## start SUPPLIED RECORDS
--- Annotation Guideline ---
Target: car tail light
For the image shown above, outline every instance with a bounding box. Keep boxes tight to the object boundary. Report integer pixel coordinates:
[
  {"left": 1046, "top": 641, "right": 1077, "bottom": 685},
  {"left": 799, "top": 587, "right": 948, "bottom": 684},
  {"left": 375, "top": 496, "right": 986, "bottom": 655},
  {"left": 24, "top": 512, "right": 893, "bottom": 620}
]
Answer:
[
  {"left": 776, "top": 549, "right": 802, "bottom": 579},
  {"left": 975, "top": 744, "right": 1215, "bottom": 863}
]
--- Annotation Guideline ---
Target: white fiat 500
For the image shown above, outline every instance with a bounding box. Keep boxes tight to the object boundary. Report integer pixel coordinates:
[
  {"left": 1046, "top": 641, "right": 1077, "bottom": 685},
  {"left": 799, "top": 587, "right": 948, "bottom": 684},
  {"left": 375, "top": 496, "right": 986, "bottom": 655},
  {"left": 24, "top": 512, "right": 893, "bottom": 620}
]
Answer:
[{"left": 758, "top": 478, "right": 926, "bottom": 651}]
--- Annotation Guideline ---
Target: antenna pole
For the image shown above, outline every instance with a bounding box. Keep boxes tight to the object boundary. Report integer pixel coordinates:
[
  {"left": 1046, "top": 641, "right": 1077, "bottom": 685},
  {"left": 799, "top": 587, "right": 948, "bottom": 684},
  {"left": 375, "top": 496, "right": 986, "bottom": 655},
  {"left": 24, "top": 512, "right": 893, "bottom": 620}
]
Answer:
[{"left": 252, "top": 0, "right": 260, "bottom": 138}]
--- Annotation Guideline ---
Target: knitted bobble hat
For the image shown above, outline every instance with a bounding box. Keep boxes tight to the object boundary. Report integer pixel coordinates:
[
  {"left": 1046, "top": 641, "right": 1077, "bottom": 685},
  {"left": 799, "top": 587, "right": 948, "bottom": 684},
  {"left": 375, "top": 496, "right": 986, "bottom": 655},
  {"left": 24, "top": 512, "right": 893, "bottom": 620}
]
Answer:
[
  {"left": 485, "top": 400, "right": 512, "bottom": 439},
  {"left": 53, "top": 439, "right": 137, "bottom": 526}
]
## end SUPPLIED RECORDS
SHORT EXERCISE >>
Return every line from the rows above that contains the string "Target", treating uppercase and lowercase as different.

TASK SOLUTION >>
Target: car tail light
Target: white fiat 500
Target: antenna pole
Target: knitted bobble hat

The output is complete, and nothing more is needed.